++++ TEXT SHOWN ++++
Rut [James Henson, UK, 2017]

James Henson’s Rut reimagines Tales of the Unexpected for the oppressive world of 21st-century finance. In this brief but plot-heavy short, the duplicity of an unhappy businessman and his wife are revealed as they visit an old friend after falling on hard times.


The film’s opening shot of a stuffed antelope head expertly sets the tone of the film. Staring helplessly ahead, the animal is trapped in stasis, an imitation of life crassly displayed as a symbol of prowess. Themes of cruelty, entrapment, and power are all evoked in this single shot. The following scenes, wherein protagonist Nick (Samuel Pike) is met with hostility and frustration by everything he comes into contact with, engender a sense of mundane bleakness and inertia, with the antelope’s head lingering over the proceedings.


While Rut sets the tone well in its early scenes, it really comes into its own once Nick and wife, Liv (Elisabeth Bennett), visit their wealthy and eccentric friend Rafe, portrayed flamboyantly by Phil Kingslan John. Although the bombastic over-acting of Kingslan John jars against Bennett and Pike’s more toned-down performances, it serves well to bring the audience into Rafe’s world.
++++
→ **REQUIRED TASK A**:
Set down the rows word for word, everything from the line containing "TARGET = wooden bookshelf" down to the last row, both ends included.
The review and the rows are separate, unrelated material.
++++ RECORDED INFORMATION ++++
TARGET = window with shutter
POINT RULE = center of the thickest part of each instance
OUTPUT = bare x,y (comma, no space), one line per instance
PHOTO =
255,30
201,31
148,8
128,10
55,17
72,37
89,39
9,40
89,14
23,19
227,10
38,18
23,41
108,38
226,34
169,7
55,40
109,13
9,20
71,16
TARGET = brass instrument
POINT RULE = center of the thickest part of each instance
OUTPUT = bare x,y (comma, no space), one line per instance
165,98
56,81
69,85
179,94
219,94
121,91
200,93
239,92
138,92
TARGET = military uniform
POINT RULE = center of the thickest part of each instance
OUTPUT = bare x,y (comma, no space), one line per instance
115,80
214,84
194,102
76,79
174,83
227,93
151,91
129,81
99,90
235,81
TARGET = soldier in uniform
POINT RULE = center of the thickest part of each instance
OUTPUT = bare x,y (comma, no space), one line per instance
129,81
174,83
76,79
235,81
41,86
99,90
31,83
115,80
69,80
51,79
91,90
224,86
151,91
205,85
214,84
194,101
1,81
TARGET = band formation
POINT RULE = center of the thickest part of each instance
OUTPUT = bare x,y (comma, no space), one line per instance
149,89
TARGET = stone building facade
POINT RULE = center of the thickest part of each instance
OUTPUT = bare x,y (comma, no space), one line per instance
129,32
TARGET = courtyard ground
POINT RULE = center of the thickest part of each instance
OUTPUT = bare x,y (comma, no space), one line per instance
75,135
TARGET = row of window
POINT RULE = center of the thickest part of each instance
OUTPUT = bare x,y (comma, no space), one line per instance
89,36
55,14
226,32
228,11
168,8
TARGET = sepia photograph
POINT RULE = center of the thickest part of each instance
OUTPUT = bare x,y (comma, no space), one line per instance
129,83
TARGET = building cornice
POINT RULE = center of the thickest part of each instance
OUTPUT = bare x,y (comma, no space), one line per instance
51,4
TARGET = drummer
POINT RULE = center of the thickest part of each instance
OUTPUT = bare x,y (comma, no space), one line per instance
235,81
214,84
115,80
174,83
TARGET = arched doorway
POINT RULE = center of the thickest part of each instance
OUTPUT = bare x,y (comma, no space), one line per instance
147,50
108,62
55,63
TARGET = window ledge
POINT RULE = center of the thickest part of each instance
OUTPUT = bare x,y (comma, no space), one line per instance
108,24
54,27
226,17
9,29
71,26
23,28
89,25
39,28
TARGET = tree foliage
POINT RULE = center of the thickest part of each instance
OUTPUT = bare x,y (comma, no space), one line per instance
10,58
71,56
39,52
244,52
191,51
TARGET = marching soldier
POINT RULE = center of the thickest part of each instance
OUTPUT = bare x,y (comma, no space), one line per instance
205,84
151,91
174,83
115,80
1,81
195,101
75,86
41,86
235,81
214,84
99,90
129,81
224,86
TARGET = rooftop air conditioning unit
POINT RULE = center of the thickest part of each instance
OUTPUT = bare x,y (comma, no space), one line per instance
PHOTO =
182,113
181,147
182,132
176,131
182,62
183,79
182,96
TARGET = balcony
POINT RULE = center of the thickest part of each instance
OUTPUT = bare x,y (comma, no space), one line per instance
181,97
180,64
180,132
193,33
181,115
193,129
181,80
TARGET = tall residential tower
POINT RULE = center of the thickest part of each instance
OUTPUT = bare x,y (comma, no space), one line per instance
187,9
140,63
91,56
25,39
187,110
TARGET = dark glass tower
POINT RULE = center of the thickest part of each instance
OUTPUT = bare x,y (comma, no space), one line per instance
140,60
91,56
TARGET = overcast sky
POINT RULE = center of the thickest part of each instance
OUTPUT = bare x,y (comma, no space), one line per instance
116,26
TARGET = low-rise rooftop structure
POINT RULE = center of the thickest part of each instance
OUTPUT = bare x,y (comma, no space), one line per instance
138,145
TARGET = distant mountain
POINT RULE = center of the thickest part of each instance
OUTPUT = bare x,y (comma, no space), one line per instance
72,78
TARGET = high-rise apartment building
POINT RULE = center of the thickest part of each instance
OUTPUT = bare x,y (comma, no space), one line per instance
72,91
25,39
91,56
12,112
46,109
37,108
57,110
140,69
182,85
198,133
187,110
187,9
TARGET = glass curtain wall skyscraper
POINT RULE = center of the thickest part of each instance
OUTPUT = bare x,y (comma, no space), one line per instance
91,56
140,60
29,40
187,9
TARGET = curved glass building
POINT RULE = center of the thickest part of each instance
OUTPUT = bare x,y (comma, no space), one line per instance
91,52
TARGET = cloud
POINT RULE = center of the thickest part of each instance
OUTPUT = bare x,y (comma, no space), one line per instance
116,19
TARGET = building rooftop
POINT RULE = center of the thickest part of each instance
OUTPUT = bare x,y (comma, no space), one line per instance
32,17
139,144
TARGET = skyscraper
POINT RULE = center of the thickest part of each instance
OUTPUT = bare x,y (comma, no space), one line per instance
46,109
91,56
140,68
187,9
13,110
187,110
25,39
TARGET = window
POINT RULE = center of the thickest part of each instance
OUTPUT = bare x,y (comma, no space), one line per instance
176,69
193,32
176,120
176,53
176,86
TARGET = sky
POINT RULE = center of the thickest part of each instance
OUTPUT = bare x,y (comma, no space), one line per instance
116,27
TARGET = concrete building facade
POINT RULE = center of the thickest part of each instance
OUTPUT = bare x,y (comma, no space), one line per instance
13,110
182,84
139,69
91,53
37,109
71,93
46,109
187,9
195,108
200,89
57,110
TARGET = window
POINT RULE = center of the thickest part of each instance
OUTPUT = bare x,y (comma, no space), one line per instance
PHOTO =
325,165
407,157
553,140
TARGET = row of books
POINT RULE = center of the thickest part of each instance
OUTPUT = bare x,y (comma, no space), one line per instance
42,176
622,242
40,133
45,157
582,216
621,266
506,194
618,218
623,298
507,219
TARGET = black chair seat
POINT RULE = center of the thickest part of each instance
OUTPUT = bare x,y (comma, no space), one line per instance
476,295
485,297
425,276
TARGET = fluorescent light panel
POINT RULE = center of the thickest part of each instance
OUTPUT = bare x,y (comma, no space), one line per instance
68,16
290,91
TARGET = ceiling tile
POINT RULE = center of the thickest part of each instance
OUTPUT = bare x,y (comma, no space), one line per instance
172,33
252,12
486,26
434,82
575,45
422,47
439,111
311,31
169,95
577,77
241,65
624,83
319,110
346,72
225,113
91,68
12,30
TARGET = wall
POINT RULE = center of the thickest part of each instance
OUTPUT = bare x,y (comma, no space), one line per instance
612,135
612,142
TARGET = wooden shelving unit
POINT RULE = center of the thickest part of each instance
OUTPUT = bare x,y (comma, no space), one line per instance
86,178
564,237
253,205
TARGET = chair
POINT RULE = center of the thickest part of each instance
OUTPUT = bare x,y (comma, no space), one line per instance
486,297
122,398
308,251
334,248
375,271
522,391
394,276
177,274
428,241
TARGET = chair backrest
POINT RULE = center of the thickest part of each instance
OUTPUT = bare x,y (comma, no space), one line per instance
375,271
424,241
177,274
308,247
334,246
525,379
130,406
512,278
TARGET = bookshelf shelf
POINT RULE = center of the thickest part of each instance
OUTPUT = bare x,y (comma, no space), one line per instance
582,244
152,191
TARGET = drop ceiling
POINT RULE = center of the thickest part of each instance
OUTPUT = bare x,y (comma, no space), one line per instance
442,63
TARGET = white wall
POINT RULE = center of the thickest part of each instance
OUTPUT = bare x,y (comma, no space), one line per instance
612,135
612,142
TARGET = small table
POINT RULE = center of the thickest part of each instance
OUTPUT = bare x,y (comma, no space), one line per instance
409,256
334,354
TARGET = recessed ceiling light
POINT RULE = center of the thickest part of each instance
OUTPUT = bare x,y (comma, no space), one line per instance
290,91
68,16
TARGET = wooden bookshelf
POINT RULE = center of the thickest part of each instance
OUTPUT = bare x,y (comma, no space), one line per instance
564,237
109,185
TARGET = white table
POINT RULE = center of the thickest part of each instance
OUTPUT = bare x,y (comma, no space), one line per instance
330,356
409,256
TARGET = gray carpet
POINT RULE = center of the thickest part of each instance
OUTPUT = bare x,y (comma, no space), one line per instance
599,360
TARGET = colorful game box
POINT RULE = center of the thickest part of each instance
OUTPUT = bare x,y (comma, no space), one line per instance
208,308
++++
→ **REQUIRED TASK B**:
Answer from the review of Rut:
(i) What does the film's opening shot show?
(ii) Who plays Liv?
(iii) Who portrays Rafe?

→ **TASK RESULT A**:
TARGET = wooden bookshelf
POINT RULE = center of the thickest part of each instance
OUTPUT = bare x,y (comma, no space), one line per instance
564,237
109,185
TARGET = white table
POINT RULE = center of the thickest part of each instance
OUTPUT = bare x,y (comma, no space), one line per instance
330,356
409,256
TARGET = gray carpet
POINT RULE = center of the thickest part of each instance
OUTPUT = bare x,y (comma, no space), one line per instance
599,360
TARGET = colorful game box
POINT RULE = center of the thickest part of each instance
OUTPUT = bare x,y (comma, no space), one line per instance
208,308

→ **TASK RESULT B**:
(i) A stuffed antelope head.
(ii) Elisabeth Bennett.
(iii) Phil Kingslan John.